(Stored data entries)
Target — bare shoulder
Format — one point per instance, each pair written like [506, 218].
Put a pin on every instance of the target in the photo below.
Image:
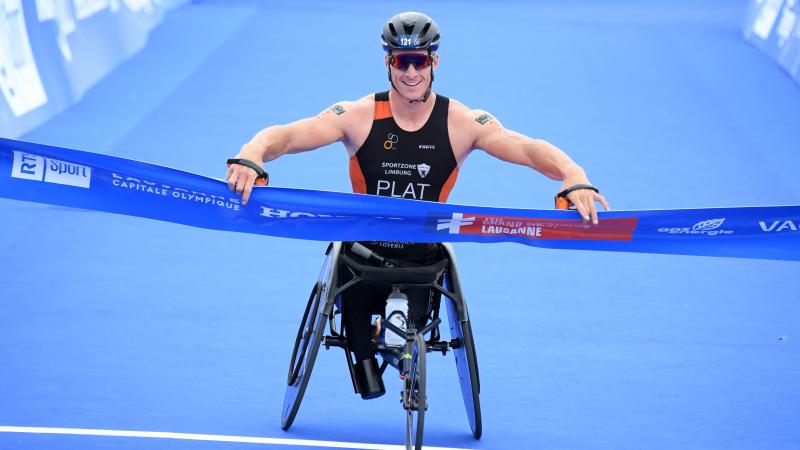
[347, 110]
[353, 118]
[475, 120]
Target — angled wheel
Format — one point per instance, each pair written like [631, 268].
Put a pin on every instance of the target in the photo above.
[415, 400]
[467, 365]
[306, 346]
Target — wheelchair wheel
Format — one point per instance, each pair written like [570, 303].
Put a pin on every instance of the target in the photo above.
[306, 346]
[467, 366]
[415, 400]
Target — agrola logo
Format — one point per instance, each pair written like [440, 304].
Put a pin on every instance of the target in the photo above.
[709, 227]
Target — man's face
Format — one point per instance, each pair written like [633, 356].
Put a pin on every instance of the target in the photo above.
[413, 81]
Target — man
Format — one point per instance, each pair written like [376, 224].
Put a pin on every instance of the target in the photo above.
[408, 142]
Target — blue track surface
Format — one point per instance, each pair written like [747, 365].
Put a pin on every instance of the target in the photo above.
[112, 322]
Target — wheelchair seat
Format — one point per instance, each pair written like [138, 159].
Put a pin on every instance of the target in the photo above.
[396, 275]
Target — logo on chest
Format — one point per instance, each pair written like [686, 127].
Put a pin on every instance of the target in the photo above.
[391, 140]
[405, 169]
[423, 169]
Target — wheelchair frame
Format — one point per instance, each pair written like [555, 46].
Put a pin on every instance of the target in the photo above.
[320, 314]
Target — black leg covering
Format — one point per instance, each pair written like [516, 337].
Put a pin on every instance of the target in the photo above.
[368, 377]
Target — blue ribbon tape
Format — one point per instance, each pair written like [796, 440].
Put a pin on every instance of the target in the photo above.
[65, 177]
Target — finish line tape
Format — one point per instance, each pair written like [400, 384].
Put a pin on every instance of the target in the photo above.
[65, 177]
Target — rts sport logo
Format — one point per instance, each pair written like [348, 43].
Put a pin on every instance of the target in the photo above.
[532, 228]
[28, 166]
[708, 227]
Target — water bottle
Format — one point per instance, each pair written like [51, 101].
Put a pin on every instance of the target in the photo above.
[396, 314]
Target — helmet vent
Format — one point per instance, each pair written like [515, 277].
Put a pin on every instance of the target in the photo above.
[425, 28]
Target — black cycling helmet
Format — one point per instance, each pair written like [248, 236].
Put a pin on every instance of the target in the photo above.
[410, 31]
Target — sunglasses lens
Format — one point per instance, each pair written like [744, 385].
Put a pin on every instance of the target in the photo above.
[402, 61]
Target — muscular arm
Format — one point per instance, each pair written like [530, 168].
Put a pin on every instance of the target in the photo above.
[332, 125]
[517, 148]
[542, 156]
[306, 134]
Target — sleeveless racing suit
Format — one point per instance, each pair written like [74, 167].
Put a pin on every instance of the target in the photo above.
[393, 162]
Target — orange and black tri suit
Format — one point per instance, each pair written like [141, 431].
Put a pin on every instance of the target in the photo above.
[393, 162]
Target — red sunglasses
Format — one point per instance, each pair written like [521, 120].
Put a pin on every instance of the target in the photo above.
[402, 60]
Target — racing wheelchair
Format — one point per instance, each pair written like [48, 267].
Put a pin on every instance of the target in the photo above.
[320, 327]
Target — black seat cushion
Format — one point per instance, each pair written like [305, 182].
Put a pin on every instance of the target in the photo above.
[413, 275]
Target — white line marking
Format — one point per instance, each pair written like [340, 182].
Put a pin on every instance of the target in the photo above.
[208, 437]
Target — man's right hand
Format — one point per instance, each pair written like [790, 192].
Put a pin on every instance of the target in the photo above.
[242, 178]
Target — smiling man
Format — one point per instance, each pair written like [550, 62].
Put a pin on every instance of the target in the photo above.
[407, 142]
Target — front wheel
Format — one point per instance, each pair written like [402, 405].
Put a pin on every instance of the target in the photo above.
[414, 396]
[304, 354]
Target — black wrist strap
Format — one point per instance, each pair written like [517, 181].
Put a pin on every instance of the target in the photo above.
[576, 187]
[261, 173]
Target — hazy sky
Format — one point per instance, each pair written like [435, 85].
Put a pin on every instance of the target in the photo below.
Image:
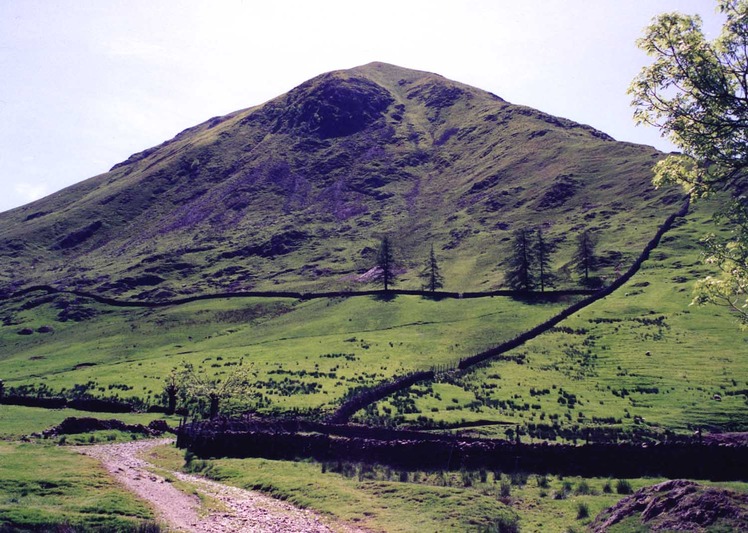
[86, 83]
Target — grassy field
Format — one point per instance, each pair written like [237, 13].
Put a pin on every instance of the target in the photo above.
[641, 359]
[301, 354]
[43, 487]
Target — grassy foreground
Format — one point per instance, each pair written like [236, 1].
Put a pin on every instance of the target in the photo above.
[43, 487]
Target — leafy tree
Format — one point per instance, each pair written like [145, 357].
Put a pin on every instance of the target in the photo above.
[431, 274]
[386, 263]
[519, 274]
[542, 251]
[696, 92]
[584, 259]
[198, 386]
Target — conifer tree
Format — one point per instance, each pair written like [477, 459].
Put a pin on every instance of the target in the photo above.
[386, 263]
[519, 275]
[584, 259]
[542, 255]
[431, 274]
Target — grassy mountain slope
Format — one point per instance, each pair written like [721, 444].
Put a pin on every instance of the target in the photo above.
[298, 191]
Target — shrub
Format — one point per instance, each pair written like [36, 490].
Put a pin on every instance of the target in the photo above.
[624, 487]
[583, 488]
[506, 489]
[503, 524]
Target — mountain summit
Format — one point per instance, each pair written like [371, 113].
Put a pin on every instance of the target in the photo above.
[297, 193]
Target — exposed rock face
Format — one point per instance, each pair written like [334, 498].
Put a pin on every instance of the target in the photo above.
[678, 505]
[316, 176]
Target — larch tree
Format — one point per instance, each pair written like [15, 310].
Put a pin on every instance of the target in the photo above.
[519, 274]
[542, 250]
[584, 260]
[696, 92]
[386, 263]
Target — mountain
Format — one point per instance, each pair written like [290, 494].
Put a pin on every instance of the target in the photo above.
[296, 194]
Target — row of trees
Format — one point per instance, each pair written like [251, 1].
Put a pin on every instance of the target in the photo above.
[529, 265]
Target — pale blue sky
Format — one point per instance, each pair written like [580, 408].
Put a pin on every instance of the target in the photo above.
[86, 83]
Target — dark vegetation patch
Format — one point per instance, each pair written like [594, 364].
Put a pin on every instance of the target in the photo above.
[37, 214]
[330, 107]
[79, 236]
[562, 189]
[436, 95]
[73, 425]
[280, 244]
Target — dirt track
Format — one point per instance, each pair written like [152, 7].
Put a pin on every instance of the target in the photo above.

Required task: Write out again, exactly, the lines from the one holding "Target — grassy mountain slope" through the end of the listing, with both ends included.

Worked solution:
Target — grassy mountain slope
Format — one point per instance, each pair written like [721, 444].
Put a pin on every instance of the target in the photo above.
[298, 191]
Target — shrub
Format — one point per instance, each pair written like [36, 490].
Put a pin on every instance of the target in the photo above.
[624, 487]
[583, 488]
[506, 489]
[503, 524]
Target — mountain summit
Format — one point per instance, each pair written like [371, 113].
Put a pin on every instance of the target in the photo above.
[297, 193]
Target — exposed rock face
Format — one point per instance, each pair written like [334, 498].
Put a pin on every instance of the target in the photo above.
[678, 505]
[316, 176]
Target — larch tree
Format — one point per instance, each pair written like [15, 310].
Put a pin on every instance of the target in the photo above.
[519, 274]
[542, 250]
[584, 260]
[696, 92]
[386, 263]
Target — mountain
Format — one point per instance, each pair written like [290, 494].
Put a pin on every instance of the target in the photo above.
[296, 194]
Target — row of trees
Format — one point per instance, each pair written like [251, 1].
Put a pin on every instance of the target in the photo above.
[529, 265]
Target — pale blue sky
Format — one point per instance, each pair written like [580, 408].
Put a pin on every instance of the target in the photo above.
[86, 83]
Target — dark vegetation patch
Format — one point per instance, each pair written like [594, 364].
Put a pin on every instance of the target in the photo above.
[37, 214]
[330, 107]
[79, 236]
[562, 189]
[436, 95]
[73, 425]
[280, 244]
Target — dirt track
Format — one point per instance, each pair written like [152, 7].
Put a pin on every instance of the target in the photo above.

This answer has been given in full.